• _EXCERPTED PASSAGE_
On the very first test outing of the current generation V6 turbo hybrid power units back in February 2014, photographers and journalists got their first taste of the sound of the future of F1. Needless to say, the paddock was split. They are far from the screaming naturally aspirated engines of the past but do arguably offer a much deeper and richer blend of tones, albeit at a substantially lower volume.

There have been complaints from a lot of fans about the lack of decibels over the past year and a half, which is why the FIA have decided to take action ahead of the 2016 season. This involves splitting the wastegate and engine exhaust gases into two separate systems.

At the moment, the exhaust gases from the engine (via the turbocharger) and from the wastegate system all exit through a single exit pipe at the back of the car. The single exhaust pipe layout allows the wastegate gases to escape the bodywork cleanly and prevent internal overheating although this does slightly hinder the overall volume of the exhaust tone.

• _PROVIDED DATA_
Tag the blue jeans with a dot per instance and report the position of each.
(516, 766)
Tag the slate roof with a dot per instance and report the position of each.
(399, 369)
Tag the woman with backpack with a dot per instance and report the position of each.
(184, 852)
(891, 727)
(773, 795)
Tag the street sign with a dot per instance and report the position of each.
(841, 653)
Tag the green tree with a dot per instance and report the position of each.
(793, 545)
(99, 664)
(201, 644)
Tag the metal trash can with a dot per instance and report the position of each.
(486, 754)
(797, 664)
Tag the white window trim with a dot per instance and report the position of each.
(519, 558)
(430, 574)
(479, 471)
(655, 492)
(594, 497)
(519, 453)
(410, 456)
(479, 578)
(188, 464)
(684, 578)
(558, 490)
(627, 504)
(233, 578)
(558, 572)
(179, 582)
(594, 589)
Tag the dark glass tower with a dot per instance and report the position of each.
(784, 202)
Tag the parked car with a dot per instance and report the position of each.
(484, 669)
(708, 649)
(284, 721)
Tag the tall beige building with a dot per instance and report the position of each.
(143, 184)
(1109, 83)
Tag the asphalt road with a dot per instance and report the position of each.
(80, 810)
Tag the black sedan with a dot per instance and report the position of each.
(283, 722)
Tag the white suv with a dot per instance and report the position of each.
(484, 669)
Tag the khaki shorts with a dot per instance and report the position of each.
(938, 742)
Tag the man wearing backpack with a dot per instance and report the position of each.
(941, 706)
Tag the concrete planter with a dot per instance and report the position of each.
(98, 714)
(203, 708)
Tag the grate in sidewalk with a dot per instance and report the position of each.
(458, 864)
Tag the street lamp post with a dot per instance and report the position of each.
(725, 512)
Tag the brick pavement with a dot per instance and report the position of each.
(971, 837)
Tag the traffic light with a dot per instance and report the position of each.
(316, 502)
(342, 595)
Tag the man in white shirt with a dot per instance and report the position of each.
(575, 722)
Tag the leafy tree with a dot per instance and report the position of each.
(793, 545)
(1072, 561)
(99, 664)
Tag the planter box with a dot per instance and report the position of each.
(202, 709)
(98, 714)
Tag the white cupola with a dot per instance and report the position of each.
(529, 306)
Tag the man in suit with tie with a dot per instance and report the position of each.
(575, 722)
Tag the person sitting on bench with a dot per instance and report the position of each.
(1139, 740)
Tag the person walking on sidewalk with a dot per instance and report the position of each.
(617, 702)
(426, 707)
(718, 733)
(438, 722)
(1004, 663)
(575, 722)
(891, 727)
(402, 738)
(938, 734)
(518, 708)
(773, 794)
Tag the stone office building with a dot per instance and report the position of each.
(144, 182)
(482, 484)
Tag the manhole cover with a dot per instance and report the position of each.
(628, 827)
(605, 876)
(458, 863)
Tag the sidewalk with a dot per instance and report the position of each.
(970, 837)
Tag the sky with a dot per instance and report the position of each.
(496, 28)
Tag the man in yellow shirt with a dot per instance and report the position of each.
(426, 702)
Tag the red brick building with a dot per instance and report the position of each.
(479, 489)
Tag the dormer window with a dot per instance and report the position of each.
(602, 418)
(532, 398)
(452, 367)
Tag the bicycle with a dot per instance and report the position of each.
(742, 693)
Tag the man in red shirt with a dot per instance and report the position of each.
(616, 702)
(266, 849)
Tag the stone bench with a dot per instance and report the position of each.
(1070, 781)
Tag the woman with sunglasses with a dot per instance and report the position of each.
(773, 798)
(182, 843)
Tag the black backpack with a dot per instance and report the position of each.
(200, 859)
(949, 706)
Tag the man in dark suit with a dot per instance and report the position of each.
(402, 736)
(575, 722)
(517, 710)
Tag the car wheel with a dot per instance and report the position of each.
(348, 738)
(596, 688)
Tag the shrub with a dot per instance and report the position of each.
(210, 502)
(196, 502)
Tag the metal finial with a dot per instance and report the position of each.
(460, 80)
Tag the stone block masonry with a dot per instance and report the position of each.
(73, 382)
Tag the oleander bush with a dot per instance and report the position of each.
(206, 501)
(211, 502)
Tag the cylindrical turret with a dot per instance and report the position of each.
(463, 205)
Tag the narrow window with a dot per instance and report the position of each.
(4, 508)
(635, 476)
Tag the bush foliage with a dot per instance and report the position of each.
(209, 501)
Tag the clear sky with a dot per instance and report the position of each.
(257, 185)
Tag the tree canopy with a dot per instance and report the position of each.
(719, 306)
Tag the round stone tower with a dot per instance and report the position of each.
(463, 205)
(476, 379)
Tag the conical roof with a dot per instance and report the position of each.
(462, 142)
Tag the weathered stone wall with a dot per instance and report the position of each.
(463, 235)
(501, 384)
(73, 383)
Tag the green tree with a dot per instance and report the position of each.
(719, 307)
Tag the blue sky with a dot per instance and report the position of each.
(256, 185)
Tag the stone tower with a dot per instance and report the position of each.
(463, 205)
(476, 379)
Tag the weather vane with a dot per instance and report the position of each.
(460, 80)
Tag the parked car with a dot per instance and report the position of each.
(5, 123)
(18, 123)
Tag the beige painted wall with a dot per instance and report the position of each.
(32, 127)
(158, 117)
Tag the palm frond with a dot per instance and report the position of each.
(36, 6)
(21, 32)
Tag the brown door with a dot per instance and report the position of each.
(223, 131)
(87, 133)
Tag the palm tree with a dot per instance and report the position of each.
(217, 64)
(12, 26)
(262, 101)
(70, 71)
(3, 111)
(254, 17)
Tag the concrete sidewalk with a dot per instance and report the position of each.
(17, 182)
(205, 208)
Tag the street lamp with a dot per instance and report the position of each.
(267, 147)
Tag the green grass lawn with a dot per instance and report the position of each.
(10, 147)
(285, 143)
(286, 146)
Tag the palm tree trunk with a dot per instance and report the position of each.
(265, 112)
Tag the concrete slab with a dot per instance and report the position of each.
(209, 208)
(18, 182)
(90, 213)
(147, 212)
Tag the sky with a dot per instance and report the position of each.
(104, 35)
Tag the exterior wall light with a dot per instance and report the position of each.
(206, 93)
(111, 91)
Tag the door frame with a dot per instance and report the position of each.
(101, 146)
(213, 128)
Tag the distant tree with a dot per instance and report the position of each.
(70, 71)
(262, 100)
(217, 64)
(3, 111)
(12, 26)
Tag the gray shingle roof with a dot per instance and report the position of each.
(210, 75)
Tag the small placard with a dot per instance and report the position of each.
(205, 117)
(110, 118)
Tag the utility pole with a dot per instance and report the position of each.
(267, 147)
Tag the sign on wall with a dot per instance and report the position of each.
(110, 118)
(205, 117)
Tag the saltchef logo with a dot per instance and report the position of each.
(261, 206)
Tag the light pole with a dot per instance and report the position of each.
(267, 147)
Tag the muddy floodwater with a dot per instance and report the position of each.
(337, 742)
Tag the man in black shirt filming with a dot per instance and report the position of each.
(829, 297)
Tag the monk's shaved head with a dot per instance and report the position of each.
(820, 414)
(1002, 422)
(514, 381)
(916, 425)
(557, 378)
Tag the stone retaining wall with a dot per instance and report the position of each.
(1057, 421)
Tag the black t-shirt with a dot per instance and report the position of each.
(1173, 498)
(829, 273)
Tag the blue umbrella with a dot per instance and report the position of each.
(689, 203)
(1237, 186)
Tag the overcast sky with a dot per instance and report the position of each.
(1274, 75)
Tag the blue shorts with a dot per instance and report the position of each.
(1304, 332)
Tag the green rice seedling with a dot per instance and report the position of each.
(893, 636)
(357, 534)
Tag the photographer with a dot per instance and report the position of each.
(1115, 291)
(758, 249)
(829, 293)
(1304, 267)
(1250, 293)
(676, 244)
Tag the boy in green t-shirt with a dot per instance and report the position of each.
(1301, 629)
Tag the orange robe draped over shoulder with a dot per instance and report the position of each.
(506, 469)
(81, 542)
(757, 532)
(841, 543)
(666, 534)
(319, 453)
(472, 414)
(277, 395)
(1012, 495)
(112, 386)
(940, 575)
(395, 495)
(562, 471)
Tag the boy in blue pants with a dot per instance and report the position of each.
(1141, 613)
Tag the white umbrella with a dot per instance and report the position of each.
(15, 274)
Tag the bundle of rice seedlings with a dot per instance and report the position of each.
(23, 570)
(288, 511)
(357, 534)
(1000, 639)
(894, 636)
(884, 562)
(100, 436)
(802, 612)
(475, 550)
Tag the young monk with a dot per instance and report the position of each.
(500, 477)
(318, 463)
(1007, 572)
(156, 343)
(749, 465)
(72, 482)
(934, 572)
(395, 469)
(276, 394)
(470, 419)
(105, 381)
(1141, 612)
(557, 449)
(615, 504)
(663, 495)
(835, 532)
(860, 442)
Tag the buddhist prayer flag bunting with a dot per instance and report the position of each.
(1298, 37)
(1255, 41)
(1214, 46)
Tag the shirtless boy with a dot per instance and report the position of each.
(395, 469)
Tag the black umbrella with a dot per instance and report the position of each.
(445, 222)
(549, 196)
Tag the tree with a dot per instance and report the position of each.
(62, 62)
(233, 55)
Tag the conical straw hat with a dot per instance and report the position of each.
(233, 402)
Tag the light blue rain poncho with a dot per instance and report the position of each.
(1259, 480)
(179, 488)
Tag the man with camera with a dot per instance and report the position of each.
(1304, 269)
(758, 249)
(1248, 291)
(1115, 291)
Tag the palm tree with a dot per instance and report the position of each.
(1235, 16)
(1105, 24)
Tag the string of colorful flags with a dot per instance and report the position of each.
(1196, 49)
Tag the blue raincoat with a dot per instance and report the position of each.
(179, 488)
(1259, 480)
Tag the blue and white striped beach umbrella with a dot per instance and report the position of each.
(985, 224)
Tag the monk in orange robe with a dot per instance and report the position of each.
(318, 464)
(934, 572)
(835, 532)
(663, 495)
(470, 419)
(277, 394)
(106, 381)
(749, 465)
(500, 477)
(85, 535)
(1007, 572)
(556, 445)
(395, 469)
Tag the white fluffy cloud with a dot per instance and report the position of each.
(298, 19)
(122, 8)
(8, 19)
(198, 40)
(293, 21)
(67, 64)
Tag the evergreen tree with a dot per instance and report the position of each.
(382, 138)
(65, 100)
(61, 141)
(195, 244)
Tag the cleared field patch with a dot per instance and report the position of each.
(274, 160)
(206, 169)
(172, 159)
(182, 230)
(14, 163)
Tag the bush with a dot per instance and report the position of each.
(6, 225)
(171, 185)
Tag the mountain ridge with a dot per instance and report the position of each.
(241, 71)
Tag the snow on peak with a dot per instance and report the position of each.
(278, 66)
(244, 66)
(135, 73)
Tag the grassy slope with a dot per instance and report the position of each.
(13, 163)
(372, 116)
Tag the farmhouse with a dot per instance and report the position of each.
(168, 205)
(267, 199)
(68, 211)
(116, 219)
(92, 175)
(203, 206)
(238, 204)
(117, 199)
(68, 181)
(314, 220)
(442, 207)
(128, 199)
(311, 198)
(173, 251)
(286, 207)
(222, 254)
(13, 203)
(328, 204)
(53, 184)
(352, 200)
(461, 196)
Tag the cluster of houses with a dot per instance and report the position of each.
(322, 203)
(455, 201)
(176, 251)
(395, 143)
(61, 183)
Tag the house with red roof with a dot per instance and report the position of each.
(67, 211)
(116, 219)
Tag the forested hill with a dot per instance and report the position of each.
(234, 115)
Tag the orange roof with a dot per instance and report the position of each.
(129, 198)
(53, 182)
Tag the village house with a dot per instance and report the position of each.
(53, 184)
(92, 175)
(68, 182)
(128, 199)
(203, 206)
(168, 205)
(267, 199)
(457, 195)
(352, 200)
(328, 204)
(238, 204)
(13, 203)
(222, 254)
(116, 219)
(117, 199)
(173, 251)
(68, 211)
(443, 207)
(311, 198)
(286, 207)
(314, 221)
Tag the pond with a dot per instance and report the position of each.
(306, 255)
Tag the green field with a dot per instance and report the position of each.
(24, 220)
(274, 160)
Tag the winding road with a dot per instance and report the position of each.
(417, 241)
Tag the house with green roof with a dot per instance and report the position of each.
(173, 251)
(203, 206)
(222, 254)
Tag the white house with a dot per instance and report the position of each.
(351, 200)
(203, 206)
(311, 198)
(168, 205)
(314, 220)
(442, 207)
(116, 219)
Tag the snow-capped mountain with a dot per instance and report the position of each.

• _WHAT YOU WILL DO_
#1 According to the passage on Formula 1 exhaust sound, when did the first test outing of the current V6 turbo hybrid power units take place?
#2 From the passage on Formula 1 exhaust sound, write out the text from "At the moment, the" up to and including "the exhaust tone.".
#3 Name every group of people or organization that the passage on Formula 1 exhaust sound mentions, in the order they appear.
Answer from the text alone; the listing plays no part.

• _SOLUTION LIST_
#1 In February 2014.

#2
At the moment, the exhaust gases from the engine (via the turbocharger) and from the wastegate system all exit through a single exit pipe at the back of the car. The single exhaust pipe layout allows the wastegate gases to escape the bodywork cleanly and prevent internal overheating although this does slightly hinder the overall volume of the exhaust tone.

#3 photographers, journalists, the paddock, fans, the FIA